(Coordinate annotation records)
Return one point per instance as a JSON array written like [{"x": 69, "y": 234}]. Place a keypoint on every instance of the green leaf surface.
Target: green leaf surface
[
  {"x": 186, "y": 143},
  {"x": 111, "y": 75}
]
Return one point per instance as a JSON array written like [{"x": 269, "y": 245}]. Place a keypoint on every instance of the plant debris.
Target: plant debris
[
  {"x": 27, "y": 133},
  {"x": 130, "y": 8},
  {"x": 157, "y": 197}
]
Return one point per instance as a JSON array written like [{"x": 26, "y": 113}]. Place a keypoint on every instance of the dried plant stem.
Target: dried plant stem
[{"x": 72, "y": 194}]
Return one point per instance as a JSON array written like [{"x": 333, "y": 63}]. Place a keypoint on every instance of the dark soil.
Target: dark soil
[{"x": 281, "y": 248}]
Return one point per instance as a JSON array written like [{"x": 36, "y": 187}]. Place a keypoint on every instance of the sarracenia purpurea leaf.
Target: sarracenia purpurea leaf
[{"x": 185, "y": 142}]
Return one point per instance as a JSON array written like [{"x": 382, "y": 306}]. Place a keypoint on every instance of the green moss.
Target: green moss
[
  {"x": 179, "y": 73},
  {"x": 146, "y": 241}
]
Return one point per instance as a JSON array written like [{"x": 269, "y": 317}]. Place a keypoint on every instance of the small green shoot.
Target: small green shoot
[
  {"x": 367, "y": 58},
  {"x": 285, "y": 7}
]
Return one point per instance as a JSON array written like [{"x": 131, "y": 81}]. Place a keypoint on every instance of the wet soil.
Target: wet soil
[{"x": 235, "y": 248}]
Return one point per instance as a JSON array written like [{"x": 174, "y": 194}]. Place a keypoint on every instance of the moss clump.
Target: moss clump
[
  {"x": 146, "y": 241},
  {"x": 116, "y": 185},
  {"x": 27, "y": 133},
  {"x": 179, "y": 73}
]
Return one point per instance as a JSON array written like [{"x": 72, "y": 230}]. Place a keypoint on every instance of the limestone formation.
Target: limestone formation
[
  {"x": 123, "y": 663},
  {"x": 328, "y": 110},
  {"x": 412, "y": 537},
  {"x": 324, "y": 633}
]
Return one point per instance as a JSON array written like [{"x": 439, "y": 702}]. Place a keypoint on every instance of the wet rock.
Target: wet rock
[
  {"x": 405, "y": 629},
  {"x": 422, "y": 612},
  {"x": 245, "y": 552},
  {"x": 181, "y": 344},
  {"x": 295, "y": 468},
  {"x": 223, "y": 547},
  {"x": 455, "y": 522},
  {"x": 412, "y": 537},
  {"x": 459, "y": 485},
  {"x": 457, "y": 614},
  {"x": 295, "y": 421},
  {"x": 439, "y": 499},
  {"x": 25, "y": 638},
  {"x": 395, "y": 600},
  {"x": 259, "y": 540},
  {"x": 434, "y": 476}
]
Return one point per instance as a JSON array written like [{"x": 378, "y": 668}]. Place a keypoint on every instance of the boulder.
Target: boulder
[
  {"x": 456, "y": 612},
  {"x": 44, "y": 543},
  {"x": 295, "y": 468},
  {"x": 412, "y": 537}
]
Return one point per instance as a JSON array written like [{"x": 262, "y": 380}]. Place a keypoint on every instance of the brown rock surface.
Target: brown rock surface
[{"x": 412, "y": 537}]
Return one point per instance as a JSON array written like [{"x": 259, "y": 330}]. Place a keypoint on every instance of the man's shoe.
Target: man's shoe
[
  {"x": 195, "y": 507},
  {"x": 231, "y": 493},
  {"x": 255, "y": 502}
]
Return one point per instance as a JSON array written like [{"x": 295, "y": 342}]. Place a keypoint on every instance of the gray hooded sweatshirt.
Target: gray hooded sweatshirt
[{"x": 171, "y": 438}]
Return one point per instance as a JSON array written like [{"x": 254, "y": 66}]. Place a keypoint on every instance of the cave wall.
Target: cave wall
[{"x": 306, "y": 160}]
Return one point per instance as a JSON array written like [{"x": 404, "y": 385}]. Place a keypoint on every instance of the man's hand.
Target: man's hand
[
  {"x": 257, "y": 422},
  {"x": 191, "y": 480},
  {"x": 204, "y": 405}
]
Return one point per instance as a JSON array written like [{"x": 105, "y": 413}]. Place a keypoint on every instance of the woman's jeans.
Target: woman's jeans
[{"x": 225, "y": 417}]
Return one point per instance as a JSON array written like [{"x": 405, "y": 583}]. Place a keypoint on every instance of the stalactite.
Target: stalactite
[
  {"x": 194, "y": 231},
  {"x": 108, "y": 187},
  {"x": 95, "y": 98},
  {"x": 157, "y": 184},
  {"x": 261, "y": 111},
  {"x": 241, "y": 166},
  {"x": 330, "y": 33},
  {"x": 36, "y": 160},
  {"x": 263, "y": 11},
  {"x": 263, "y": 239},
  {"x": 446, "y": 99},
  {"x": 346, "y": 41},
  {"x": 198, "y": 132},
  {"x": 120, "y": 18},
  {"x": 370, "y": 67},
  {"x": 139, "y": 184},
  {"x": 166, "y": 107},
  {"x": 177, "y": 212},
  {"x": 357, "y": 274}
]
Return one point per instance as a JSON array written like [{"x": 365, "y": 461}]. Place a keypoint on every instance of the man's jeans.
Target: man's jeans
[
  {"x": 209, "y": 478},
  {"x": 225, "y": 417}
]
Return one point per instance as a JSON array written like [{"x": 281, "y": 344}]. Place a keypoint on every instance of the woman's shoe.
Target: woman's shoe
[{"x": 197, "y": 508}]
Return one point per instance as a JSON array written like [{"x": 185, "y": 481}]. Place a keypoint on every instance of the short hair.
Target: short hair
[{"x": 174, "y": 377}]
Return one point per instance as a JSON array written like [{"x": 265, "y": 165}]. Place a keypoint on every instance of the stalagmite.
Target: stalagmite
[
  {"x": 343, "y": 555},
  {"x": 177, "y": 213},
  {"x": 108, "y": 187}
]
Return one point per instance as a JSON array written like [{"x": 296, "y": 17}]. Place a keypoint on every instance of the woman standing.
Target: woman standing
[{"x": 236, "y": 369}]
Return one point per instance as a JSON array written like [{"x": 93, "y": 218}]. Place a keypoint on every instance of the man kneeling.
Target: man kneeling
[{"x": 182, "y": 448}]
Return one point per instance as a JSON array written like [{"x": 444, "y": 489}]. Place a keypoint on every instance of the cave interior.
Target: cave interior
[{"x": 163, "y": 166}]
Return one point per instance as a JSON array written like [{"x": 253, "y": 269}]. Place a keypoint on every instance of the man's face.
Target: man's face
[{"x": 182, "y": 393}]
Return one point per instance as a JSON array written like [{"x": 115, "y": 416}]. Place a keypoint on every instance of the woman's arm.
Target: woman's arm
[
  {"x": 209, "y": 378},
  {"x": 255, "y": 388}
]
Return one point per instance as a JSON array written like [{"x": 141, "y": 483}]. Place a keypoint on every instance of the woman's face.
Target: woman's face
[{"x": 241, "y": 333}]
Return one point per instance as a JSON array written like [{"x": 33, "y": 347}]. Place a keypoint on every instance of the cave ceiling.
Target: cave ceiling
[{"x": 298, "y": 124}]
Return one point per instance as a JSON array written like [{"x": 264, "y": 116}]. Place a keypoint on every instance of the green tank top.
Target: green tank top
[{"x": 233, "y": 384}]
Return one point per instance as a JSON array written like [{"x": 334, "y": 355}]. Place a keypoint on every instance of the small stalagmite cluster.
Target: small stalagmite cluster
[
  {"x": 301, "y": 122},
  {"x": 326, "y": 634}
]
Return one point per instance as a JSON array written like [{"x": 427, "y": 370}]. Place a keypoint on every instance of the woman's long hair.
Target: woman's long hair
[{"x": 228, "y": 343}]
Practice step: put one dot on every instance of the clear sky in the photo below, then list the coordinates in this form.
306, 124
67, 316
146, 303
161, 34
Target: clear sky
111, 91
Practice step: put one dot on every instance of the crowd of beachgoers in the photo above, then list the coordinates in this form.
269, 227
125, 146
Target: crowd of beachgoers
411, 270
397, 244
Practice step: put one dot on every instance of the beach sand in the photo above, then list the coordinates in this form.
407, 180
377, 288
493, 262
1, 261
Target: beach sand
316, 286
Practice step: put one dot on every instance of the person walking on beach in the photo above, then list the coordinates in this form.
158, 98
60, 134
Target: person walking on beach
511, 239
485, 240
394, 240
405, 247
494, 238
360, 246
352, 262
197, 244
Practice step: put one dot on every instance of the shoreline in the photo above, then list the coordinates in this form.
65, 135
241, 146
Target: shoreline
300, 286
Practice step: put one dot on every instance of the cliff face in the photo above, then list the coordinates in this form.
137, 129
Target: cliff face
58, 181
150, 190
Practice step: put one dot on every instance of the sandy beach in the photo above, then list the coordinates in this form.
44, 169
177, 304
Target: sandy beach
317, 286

**Exercise aim:** The required output is the span of lines from the one containing "Practice step: put one dot on every instance of the clear" to the last line, reproduced character for character.

**Result of the task:**
Practice step: put one dot on every instance of the clear sky in the photo below, then list the coordinates in this form.
306, 124
67, 316
146, 303
161, 34
Target: clear sky
111, 91
Practice step: put one dot on every instance of the crowd of beachgoers in the photo above, then list the coordinates in this form.
269, 227
125, 146
Target: crowd of beachgoers
411, 270
397, 244
Practice step: put one dot on every instance of the beach sand in the photo above, then list the coordinates in this form.
407, 180
377, 288
493, 262
1, 261
Target: beach sand
316, 286
Practice step: put one dot on every instance of the person walking on beach in the photo above, then list the coordinates in this form.
158, 98
60, 134
Target: person walking on beach
511, 239
485, 240
394, 240
405, 247
494, 238
360, 246
352, 262
197, 244
Practice step: put one dot on every instance of the shoreline in the photo above, then list the coordinates in this form.
65, 135
241, 146
Target: shoreline
300, 286
Practice step: put one dot on every instance of the cliff face in the photo above, then list the coordinates in this form.
137, 129
Target: cliff face
58, 181
150, 190
Practice step: put one dot on every instance of the sandy beach in the photo above, then list the coordinates in this form.
44, 169
177, 304
Target: sandy beach
317, 286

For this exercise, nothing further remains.